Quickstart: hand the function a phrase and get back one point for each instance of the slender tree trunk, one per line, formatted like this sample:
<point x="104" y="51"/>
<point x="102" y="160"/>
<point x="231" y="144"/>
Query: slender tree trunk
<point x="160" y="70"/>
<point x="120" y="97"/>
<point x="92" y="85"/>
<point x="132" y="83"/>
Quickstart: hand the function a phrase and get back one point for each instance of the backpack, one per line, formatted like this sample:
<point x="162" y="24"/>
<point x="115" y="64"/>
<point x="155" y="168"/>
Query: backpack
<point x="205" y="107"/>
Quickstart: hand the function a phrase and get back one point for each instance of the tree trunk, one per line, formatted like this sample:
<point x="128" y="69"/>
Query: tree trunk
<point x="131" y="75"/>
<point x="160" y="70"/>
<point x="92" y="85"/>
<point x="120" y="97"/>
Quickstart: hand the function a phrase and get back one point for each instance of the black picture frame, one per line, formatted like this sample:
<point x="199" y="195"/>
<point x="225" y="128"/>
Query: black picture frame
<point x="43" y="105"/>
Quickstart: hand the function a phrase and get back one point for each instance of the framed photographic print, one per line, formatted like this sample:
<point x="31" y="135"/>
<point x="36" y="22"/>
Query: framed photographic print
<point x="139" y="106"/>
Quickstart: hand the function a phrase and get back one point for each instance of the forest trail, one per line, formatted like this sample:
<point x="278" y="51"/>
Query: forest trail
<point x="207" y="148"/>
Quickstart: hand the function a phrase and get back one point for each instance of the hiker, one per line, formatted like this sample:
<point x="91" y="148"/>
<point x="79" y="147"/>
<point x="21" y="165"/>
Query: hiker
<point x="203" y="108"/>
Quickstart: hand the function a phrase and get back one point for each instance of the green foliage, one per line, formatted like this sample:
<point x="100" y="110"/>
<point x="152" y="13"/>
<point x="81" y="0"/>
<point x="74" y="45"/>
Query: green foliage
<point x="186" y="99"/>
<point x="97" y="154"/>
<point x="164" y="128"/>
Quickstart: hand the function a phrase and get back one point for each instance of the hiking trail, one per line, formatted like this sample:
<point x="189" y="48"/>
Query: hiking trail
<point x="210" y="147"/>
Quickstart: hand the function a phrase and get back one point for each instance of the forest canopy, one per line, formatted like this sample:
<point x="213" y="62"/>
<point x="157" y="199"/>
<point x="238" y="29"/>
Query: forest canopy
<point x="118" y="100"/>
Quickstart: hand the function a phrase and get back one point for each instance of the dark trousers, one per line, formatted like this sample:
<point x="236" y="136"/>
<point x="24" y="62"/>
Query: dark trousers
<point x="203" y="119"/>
---
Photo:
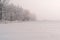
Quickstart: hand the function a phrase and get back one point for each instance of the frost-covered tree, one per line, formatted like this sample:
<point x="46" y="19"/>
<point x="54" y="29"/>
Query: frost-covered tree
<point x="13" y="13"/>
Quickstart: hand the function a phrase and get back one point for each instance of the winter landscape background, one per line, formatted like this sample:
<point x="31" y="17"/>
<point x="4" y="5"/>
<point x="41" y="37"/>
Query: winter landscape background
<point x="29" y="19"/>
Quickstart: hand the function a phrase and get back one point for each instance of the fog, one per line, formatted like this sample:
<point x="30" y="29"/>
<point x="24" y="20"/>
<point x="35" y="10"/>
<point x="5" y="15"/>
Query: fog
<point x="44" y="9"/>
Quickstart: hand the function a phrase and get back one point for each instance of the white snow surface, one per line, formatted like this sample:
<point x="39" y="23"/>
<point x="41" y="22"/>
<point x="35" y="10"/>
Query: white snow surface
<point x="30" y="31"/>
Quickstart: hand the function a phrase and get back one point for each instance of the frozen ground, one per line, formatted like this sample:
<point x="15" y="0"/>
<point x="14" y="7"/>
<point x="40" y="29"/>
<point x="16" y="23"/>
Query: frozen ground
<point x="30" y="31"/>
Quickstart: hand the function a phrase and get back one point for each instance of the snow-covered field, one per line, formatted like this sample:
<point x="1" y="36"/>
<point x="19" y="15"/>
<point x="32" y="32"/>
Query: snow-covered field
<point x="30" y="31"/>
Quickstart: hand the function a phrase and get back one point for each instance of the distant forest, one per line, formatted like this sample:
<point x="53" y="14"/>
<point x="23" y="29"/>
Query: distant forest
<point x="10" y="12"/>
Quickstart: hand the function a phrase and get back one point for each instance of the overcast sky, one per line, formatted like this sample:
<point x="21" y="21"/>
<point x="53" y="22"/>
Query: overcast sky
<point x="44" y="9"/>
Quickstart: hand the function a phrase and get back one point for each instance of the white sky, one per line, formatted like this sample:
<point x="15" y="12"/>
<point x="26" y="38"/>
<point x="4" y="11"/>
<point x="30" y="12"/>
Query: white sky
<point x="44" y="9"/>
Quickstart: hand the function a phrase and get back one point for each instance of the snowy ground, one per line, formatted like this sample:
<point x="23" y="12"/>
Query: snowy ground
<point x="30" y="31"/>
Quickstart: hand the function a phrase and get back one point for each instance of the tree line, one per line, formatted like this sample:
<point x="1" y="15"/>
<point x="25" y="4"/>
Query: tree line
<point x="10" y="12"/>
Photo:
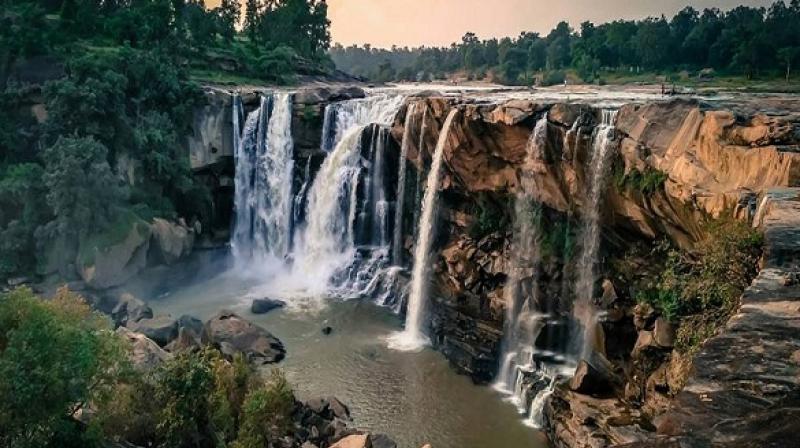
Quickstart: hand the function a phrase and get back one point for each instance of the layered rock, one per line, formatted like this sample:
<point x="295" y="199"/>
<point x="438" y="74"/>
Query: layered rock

▶ **Problem requirements**: Check each line of the material for the string "rock" and say how many lines have it. Give the number only.

▶ **Task response**: 2